-------- Dataset records

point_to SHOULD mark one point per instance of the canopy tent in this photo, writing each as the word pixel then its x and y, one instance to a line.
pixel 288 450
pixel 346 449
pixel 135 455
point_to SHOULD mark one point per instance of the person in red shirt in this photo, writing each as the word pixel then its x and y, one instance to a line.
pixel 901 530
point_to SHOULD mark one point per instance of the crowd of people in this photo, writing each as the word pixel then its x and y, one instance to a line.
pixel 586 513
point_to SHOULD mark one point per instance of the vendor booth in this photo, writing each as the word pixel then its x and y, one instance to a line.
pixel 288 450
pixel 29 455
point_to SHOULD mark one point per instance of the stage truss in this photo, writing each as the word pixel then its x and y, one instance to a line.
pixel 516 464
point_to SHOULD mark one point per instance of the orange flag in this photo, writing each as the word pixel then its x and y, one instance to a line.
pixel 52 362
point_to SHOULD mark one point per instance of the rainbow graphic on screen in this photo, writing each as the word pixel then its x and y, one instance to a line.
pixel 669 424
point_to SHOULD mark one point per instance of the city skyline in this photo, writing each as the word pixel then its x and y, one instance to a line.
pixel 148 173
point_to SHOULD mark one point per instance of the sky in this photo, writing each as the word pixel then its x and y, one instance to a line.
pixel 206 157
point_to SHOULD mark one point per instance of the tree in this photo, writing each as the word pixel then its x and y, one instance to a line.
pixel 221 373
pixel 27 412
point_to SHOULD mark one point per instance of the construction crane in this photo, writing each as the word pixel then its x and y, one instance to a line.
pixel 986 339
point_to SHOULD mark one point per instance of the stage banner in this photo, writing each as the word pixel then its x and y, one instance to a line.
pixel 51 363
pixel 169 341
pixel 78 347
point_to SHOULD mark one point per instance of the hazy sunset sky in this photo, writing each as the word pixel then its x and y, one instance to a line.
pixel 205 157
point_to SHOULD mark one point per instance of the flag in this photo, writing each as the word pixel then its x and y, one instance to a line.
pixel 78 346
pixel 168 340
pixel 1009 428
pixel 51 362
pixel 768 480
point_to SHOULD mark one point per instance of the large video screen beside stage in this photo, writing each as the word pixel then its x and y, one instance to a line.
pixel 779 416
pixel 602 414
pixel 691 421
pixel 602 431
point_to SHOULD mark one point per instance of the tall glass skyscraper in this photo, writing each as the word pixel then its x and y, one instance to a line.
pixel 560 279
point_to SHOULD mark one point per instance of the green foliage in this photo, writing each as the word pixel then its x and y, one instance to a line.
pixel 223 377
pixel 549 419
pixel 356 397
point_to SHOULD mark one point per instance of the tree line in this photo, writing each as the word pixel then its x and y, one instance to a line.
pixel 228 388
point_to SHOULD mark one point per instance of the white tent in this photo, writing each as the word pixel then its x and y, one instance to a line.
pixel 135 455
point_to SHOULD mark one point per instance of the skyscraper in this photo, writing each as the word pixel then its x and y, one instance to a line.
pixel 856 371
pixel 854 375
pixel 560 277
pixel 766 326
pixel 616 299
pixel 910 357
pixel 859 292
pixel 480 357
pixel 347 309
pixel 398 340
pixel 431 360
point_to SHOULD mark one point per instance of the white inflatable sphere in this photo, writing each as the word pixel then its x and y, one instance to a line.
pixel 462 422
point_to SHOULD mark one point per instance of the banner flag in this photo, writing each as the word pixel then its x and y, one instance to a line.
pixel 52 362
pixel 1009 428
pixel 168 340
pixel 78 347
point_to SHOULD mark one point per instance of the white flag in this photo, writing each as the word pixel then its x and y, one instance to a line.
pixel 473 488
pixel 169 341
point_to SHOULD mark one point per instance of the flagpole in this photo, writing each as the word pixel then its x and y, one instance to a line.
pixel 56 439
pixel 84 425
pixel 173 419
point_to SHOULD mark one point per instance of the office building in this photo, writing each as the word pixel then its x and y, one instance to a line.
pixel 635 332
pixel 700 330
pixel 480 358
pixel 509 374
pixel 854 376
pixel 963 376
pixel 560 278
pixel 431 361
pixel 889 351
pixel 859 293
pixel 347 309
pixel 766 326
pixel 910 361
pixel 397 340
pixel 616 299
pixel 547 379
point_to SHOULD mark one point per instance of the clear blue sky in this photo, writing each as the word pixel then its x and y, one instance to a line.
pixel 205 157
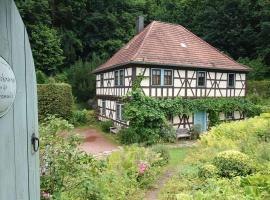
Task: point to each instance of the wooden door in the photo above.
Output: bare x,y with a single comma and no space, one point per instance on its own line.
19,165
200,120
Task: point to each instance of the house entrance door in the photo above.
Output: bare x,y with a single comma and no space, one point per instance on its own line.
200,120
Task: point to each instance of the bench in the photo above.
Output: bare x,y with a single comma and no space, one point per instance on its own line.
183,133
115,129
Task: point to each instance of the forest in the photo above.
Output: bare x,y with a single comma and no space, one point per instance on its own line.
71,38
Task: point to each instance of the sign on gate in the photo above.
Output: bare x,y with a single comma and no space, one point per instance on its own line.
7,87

----------------
-------- Dataset records

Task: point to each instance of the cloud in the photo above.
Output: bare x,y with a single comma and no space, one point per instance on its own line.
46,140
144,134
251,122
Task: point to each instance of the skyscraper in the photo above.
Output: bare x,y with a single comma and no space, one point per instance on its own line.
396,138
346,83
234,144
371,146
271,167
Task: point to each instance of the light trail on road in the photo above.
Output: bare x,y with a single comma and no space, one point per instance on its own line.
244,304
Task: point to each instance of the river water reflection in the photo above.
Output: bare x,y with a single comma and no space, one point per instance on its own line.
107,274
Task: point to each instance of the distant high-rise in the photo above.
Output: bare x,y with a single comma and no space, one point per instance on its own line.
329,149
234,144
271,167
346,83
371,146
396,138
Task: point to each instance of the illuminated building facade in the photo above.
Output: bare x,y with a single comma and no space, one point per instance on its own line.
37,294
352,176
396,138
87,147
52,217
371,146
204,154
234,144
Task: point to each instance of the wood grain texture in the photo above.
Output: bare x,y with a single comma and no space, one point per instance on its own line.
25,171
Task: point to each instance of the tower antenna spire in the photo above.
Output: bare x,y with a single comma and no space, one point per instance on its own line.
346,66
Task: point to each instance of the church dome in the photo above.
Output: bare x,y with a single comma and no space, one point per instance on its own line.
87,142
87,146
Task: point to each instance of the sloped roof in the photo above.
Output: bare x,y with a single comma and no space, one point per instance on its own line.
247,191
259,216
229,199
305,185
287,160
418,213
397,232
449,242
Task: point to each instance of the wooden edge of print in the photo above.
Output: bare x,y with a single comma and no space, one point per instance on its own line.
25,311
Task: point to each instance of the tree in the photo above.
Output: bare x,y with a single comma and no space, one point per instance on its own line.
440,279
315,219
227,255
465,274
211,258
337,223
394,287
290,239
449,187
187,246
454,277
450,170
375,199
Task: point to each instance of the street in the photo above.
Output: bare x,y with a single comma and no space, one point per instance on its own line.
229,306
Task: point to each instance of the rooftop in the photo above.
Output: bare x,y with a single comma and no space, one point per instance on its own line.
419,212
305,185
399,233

----------------
-------- Dataset records

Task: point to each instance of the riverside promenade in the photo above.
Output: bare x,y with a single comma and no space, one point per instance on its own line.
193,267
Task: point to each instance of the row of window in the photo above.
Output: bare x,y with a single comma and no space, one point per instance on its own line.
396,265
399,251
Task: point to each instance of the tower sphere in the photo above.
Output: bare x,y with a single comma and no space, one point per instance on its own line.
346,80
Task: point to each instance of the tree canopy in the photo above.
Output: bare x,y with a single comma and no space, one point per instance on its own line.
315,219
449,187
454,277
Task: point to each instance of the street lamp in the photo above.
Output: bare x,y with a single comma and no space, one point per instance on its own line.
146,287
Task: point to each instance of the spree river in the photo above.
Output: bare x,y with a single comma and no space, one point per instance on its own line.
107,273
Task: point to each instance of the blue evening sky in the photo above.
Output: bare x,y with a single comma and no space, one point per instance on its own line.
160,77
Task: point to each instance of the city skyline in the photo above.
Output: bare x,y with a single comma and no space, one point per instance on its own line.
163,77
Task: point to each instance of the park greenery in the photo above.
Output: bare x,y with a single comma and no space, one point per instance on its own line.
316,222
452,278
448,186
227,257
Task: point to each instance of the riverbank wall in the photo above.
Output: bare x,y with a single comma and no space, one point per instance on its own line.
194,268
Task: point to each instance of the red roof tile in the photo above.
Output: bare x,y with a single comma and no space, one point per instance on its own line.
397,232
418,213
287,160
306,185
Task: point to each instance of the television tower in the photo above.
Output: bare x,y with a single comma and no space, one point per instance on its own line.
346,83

----------------

**Problem details**
Report, using only a number, how many lines above hold the word "tower".

**Output of the exercise**
3